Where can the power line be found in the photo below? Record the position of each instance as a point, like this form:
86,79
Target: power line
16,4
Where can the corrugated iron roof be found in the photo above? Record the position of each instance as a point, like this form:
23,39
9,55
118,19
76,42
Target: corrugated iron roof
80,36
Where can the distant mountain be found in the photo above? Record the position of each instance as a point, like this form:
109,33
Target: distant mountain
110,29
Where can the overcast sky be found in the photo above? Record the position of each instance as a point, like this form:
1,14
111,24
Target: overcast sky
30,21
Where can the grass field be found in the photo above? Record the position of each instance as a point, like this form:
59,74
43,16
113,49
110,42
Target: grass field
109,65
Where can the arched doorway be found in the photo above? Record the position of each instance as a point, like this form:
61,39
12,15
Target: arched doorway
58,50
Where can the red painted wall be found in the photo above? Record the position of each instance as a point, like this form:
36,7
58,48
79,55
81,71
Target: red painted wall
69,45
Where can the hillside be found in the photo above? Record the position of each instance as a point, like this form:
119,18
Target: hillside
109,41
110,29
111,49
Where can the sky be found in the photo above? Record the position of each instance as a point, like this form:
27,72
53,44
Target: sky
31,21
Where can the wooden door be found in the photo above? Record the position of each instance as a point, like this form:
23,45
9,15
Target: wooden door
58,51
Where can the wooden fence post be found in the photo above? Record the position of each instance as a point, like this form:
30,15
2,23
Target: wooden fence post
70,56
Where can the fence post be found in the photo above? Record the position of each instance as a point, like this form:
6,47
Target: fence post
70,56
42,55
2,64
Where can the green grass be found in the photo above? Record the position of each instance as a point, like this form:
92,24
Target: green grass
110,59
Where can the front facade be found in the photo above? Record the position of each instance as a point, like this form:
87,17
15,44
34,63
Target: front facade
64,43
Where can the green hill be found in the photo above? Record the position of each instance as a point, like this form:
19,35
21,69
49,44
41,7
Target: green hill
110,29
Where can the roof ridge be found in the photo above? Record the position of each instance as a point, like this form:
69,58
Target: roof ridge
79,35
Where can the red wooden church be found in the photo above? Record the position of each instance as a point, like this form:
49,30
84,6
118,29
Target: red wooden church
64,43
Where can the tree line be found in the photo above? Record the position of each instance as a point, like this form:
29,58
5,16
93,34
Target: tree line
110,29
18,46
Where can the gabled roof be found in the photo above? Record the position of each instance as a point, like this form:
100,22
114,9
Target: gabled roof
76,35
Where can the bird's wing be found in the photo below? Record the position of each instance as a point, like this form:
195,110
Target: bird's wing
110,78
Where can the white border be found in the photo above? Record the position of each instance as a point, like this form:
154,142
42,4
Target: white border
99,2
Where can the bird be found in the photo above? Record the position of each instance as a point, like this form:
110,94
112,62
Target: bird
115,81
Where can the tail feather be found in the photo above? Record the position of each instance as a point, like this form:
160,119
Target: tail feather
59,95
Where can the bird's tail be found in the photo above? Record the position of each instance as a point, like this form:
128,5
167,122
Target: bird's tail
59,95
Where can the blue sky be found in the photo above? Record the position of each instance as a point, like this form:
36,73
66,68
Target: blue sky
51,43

### Activity
Copy down every line of the entries containing the word "below".

### The completed task
Where can the power line be found in the photo below? Record the position of each instance as a point, like this form:
Where can the bird's wing be found in the photo below? Record the position of each instance as a point, like this form:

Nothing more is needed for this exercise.